◆ ACTIONS TO TAKE:
• a. In the WSIB article, reproduce everything from "The government is" down to "125 per cent." word for word.
• b. According to the WSIB article, how many workplaces does the WSIB cover?
• c. Render this sentence from the WSIB article in Spanish: "WSIB covers over five million people in more than 300,000 workplaces across Ontario."

◆ DOCUMENT SEGMENT:
>>

Province also cutting premium rates in 2022 by average of five per cent for employers
Ontario is looking to introduce legislation that would allow a significant portion of the Workplace Safety and Insurance Board (WSIB)’s current reserve to be distributed to “safe” employers.
The government is proposing to allow the board to distribute surpluses when the fund reaches a 115 per cent surplus and require the board to distribute funds when the surplus reaches 125 per cent.
“We know shopkeepers and merchants on Main Streets across Ontario need help. That is why our government is taking action by modernizing the WSIB to support these employers and protect local jobs,” says Monte McNaughton, minister of labour, training and skills development . “This package will save employers hundreds of millions of dollars that can be reinvested in new jobs, technology, and health and safety protections. At the same time, injured workers will continue to receive the benefits and services they deserve.”
WSIB covers over five million people in more than 300,000 workplaces across Ontario. Distributing a chunk of the reserve, currently valued at $6.1 billion, would help employers cope with the impacts of COVID-19, according to the government.

<<

[Collection entries]
>>

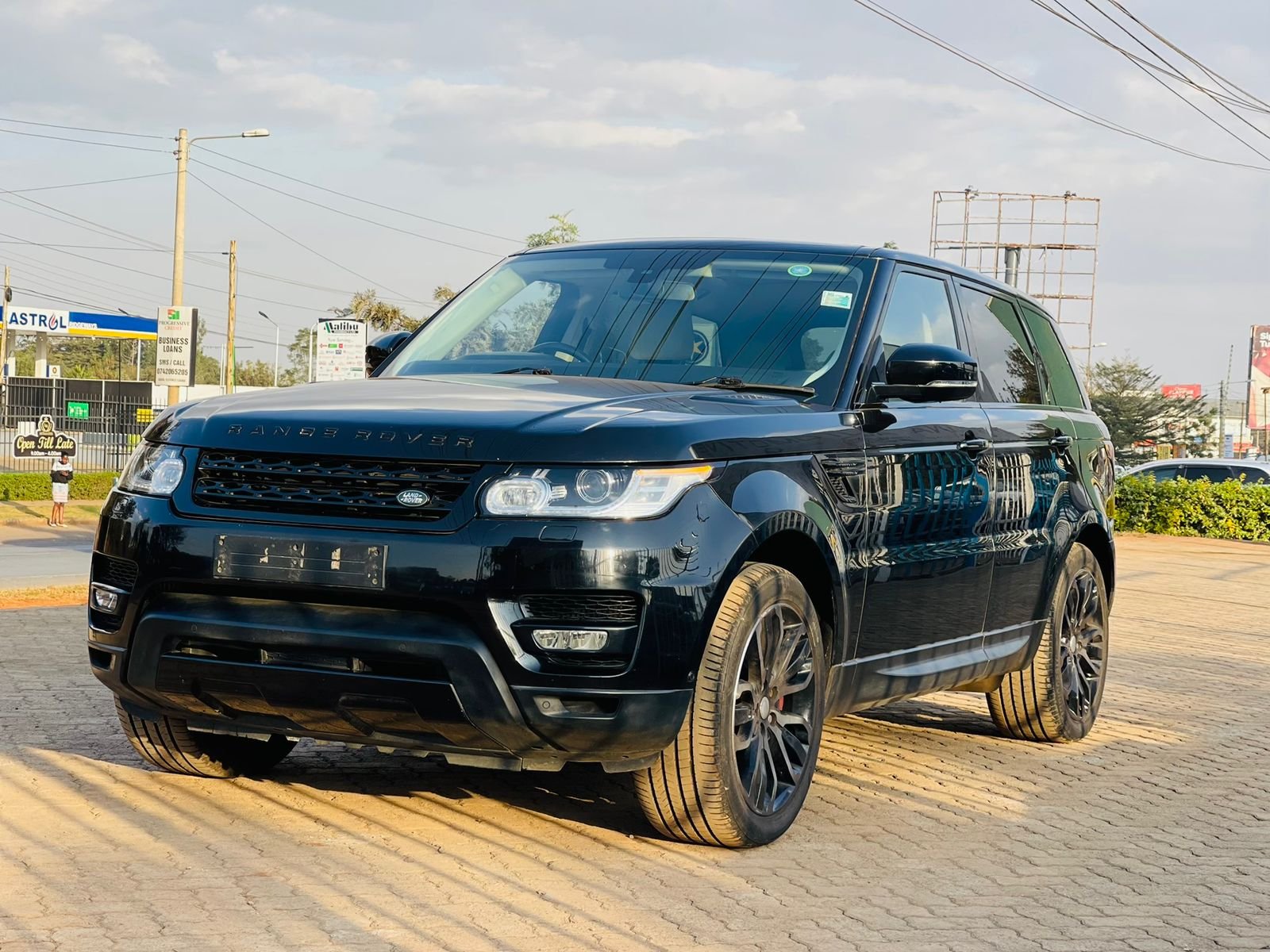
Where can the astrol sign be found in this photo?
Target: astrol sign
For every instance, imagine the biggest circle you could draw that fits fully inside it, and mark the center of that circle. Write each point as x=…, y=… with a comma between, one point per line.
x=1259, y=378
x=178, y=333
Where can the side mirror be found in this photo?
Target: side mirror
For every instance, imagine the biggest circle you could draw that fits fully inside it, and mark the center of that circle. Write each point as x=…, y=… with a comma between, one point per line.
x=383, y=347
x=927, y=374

<<

◆ RESULTS OF THE TASKS:
• a.
The government is proposing to allow the board to distribute surpluses when the fund reaches a 115 per cent surplus and require the board to distribute funds when the surplus reaches 125 per cent.

• b. More than 300,000 workplaces across Ontario.

• c. La WSIB cubre a más de cinco millones de personas en más de 300.000 lugares de trabajo de todo Ontario.